Copy the data below verbatim, leaving no line out.

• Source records
• • • • •
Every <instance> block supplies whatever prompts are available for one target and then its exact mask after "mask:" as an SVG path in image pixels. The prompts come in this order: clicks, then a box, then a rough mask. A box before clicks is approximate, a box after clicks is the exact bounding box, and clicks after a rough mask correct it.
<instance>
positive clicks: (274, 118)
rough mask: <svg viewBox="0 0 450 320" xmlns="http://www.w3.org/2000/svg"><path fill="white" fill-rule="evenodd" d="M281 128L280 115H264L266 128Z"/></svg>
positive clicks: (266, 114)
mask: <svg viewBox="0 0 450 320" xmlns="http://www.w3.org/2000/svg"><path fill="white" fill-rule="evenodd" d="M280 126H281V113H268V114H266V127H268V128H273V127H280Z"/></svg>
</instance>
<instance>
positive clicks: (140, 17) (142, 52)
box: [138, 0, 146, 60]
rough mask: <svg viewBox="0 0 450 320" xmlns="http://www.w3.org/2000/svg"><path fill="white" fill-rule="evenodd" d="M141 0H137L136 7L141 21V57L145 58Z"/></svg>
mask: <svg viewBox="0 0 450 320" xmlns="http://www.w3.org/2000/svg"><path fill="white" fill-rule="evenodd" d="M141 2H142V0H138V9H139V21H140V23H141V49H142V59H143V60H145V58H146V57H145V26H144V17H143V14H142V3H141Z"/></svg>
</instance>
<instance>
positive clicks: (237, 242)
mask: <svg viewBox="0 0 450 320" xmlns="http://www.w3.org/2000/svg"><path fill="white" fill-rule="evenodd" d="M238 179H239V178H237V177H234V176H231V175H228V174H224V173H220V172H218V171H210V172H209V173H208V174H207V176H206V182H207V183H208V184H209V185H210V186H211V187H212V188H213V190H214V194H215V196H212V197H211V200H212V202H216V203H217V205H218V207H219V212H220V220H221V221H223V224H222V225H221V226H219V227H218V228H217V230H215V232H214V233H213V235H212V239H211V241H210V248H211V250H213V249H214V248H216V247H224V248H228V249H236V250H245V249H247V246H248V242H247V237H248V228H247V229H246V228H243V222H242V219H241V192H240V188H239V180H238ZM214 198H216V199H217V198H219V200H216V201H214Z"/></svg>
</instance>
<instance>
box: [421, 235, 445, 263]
• • • • •
• Solution
Every <instance> block supplies whatever prompts are available for one target and then its exact mask after "mask:" as an SVG path in image pixels. The prompts come in this order: clicks, then a box, then a rough mask. A box before clicks is approximate, a box after clicks is the exact bounding box, and clicks after a rough mask correct it.
<instance>
positive clicks: (274, 118)
rough mask: <svg viewBox="0 0 450 320" xmlns="http://www.w3.org/2000/svg"><path fill="white" fill-rule="evenodd" d="M281 128L280 115H264L266 128Z"/></svg>
positive clicks: (266, 114)
mask: <svg viewBox="0 0 450 320" xmlns="http://www.w3.org/2000/svg"><path fill="white" fill-rule="evenodd" d="M280 126H281V113H268V114H266V127H268V128H273V127H280Z"/></svg>
</instance>
<instance>
positive clicks: (140, 17) (142, 52)
box: [138, 0, 146, 60]
rough mask: <svg viewBox="0 0 450 320" xmlns="http://www.w3.org/2000/svg"><path fill="white" fill-rule="evenodd" d="M141 0H137L136 7L141 21V57L145 58Z"/></svg>
mask: <svg viewBox="0 0 450 320" xmlns="http://www.w3.org/2000/svg"><path fill="white" fill-rule="evenodd" d="M141 2H142V0H138V9H139V21H140V23H141V49H142V59H143V60H145V58H146V57H145V26H144V17H143V14H142V3H141Z"/></svg>
</instance>
<instance>
positive clicks: (237, 242)
mask: <svg viewBox="0 0 450 320" xmlns="http://www.w3.org/2000/svg"><path fill="white" fill-rule="evenodd" d="M238 179H239V178H237V177H234V176H231V175H228V174H224V173H220V172H218V171H210V172H209V173H208V174H207V176H206V182H207V183H208V184H209V185H210V186H211V187H212V188H213V190H214V194H215V196H212V197H211V200H212V202H216V203H217V205H218V207H219V212H220V220H221V221H223V224H222V225H221V226H219V227H218V228H217V230H215V232H214V233H213V235H212V239H211V241H210V248H211V250H213V249H214V248H216V247H224V248H228V249H236V250H245V249H247V246H248V242H247V237H248V228H247V229H246V228H243V222H242V219H241V192H240V188H239V180H238ZM214 198H216V199H217V198H219V200H216V201H214Z"/></svg>
</instance>
<instance>
box: [421, 235, 445, 263]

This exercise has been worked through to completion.